==== Supplied data ====
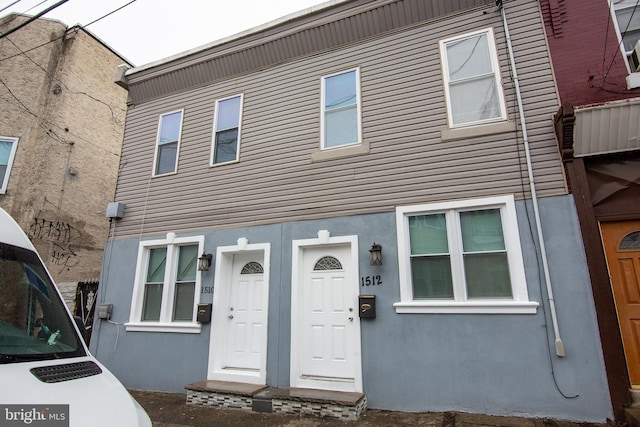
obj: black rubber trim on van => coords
[30,361,102,383]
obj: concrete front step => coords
[185,380,367,421]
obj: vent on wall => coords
[107,202,124,219]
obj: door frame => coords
[289,230,362,392]
[207,238,271,384]
[598,218,640,390]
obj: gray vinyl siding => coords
[115,0,566,238]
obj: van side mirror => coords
[73,316,89,345]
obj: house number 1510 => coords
[360,274,382,286]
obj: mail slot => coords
[196,304,211,323]
[358,295,376,319]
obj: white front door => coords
[208,242,268,384]
[291,234,362,391]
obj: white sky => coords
[0,0,336,66]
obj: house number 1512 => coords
[360,274,382,286]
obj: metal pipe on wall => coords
[496,0,565,357]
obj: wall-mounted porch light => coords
====
Rewrite the data above with every occurrence of "van" changed to "truck" and nothing else altered. Leave the pictures out of your version.

Written response:
obj: black rubber trim on truck => coords
[30,361,102,383]
obj: concrete front step => coords
[185,380,367,421]
obj: vent on wall => coords
[107,202,124,219]
obj: door frame => coords
[289,230,362,392]
[207,238,271,384]
[598,218,640,390]
obj: gray vinyl siding => coords
[115,0,566,238]
obj: truck side mirror => coords
[73,316,89,345]
obj: house number 1510 => coords
[360,274,382,286]
obj: mail slot => coords
[196,304,211,323]
[358,295,376,319]
obj: white front door => coords
[208,242,268,384]
[291,234,362,391]
obj: white sky => coords
[0,0,336,66]
obj: house number 1512 => coords
[360,274,382,286]
obj: metal pipe on wall => coords
[496,0,565,357]
obj: wall-mounted porch light => coords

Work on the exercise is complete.